◆ **To be done**: Please find every line in the entries below that contains the word "from", and copy each of those lines in full.

◆ **Record extracts**:
>>

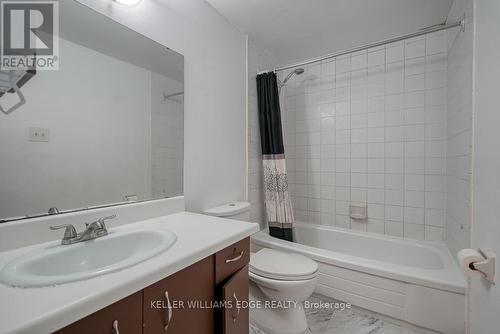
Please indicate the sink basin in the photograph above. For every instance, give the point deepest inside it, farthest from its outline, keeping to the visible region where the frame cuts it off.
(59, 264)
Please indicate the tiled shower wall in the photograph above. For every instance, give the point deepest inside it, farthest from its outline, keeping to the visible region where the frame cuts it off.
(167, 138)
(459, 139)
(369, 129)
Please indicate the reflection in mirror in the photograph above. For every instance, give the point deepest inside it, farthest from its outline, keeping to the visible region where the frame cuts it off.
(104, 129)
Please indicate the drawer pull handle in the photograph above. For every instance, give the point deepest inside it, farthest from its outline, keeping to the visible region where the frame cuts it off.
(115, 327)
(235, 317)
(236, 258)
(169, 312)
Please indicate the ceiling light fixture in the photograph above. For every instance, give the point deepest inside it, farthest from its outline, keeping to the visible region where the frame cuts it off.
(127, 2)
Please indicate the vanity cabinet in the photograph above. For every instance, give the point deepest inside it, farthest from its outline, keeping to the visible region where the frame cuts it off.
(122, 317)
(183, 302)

<<
>>

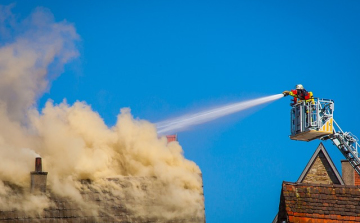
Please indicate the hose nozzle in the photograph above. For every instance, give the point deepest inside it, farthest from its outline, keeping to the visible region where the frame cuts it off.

<<

◆ **Finished answer**:
Please indicate the sink basin in the photograph above. For every instance, give the point deepest inside it, farthest from its outline, keeping to the visible region where the frame cuts it off.
Please indicate the tiled shower wall in the photograph above. For every instance, give the point deepest inside it, farthest from its outline, keeping to the visible region where the frame cuts it off.
Please indicate the reflection in mirror in the photograph above. For every instance, give the point deepest inside it, farthest from its outline, keeping to the visible region where the frame cuts it off.
Please indicate the drawer pull handle in the photograph above. For every instance, give the point deepest inside it, farthest from its outline, keeping to the visible region where the frame cuts it off.
Please indicate the ceiling light fixture in the photograph above. For every instance, give the point deepest inside it, farthest from its outline, keeping to the visible region where the frame cuts it off.
Please indicate the vanity cabinet in the photograph above. For every instance, give the point deepest inside it, farthest from its outline, keeping to the visible region where the frame cuts it off.
Please indicate the hose nozzle in the photograph above. For every instance, give the point deepest inside it, farthest from its outline, keeping to the visible region where the frame cuts it off.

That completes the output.